→ **To be done**
Can you format the entries below as a numbered list, from the line containing "Practice. Point out each instance of the blue jeans" through the last line of the entries, both included and with blank lines left out?

→ **Supplied records**
○ ○ ○
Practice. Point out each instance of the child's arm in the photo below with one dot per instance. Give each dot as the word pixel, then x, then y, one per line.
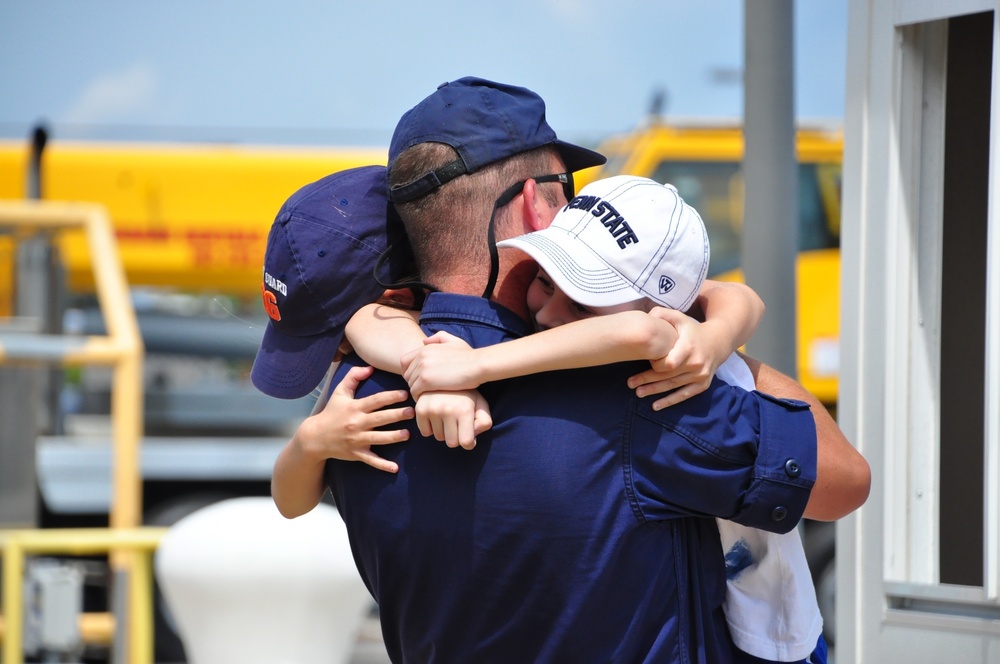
pixel 381 334
pixel 731 313
pixel 443 364
pixel 343 429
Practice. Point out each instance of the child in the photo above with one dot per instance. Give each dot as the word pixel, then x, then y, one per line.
pixel 623 248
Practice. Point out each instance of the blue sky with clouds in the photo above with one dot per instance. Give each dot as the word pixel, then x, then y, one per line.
pixel 335 72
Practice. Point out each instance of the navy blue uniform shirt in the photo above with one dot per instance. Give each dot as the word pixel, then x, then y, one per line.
pixel 578 530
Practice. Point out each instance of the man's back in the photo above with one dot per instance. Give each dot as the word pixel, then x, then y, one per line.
pixel 564 536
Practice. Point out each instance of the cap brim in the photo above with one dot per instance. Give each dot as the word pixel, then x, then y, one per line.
pixel 289 367
pixel 578 158
pixel 578 273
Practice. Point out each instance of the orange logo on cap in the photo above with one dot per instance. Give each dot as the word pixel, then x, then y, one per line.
pixel 270 303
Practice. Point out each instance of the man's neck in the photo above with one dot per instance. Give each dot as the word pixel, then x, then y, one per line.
pixel 511 289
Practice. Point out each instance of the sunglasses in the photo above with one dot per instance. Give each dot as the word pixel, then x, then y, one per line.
pixel 566 179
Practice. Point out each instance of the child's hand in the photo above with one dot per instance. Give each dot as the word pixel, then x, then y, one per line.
pixel 688 367
pixel 453 417
pixel 345 428
pixel 444 362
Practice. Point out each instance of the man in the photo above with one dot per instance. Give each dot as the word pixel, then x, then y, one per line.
pixel 576 530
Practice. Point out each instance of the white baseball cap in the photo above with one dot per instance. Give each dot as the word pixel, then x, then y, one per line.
pixel 621 239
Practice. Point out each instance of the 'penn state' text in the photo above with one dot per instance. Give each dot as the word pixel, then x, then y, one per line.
pixel 614 222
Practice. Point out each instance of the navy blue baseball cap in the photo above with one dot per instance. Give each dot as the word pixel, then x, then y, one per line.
pixel 485 122
pixel 323 250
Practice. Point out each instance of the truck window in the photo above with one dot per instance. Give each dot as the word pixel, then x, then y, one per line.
pixel 715 189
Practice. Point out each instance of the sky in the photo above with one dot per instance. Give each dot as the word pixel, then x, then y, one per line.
pixel 341 73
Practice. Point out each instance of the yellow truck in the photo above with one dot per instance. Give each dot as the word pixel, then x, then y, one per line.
pixel 191 217
pixel 191 222
pixel 704 163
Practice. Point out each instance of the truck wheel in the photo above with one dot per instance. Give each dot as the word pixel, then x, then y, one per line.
pixel 167 643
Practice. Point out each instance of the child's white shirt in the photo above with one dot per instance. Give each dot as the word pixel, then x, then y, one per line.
pixel 770 600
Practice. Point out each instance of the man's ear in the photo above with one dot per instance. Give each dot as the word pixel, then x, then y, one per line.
pixel 532 216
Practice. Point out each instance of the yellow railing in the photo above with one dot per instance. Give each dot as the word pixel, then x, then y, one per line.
pixel 136 545
pixel 127 546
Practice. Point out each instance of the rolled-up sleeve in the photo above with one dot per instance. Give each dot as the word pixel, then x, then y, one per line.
pixel 743 456
pixel 785 470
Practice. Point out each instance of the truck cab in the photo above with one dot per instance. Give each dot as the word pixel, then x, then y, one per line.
pixel 704 162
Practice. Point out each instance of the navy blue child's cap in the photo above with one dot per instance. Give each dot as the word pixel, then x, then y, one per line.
pixel 485 122
pixel 319 269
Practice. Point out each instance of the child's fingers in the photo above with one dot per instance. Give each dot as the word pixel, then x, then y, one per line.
pixel 377 462
pixel 677 396
pixel 385 437
pixel 374 403
pixel 467 431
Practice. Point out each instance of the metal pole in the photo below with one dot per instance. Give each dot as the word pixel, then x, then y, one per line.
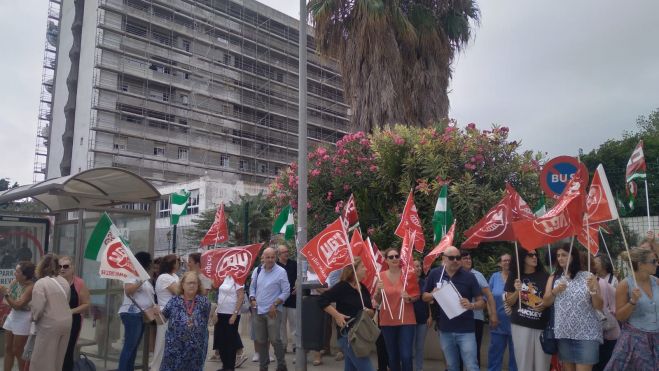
pixel 300 355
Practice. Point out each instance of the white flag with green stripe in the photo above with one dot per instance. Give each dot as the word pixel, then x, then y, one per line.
pixel 117 261
pixel 284 224
pixel 179 203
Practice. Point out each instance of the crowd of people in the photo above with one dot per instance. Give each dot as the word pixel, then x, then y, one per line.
pixel 599 321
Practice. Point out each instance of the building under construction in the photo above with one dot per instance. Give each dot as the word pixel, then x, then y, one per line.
pixel 176 89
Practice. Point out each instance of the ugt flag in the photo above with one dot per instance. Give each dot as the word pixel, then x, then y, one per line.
pixel 117 261
pixel 179 204
pixel 236 262
pixel 284 224
pixel 636 168
pixel 328 251
pixel 218 232
pixel 410 221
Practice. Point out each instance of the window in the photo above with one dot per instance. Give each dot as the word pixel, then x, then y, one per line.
pixel 159 150
pixel 224 160
pixel 193 203
pixel 182 153
pixel 163 208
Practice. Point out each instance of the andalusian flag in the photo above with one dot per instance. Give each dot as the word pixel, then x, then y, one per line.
pixel 442 217
pixel 541 207
pixel 179 203
pixel 117 261
pixel 284 224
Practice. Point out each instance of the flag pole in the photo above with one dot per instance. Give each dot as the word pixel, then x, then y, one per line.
pixel 519 276
pixel 605 247
pixel 647 203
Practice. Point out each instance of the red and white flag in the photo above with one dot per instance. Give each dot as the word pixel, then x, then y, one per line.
pixel 236 262
pixel 443 244
pixel 328 251
pixel 496 225
pixel 600 204
pixel 361 249
pixel 563 220
pixel 636 168
pixel 218 232
pixel 349 215
pixel 410 221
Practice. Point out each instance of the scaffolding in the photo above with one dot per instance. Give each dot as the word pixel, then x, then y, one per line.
pixel 45 117
pixel 186 88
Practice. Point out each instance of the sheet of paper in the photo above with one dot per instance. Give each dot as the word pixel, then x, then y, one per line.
pixel 448 298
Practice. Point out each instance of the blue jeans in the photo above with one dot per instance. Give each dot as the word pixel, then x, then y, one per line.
pixel 419 342
pixel 133 330
pixel 399 340
pixel 351 362
pixel 456 345
pixel 498 344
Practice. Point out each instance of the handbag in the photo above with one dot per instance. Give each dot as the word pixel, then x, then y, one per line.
pixel 362 334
○ ○ ○
→ **Answer**
1. Practice. Point out each instance of the blue jeans in the photo above with one dot per instance. Give each dot as the word pixel, then x, then y, one per line.
2. pixel 419 342
3. pixel 133 330
4. pixel 399 340
5. pixel 351 362
6. pixel 456 345
7. pixel 498 344
8. Practice. Point out each instance of the handbag in the photo above with one dot per instance. Give each dot as the word pixel, then x, then y, one per line.
9. pixel 362 334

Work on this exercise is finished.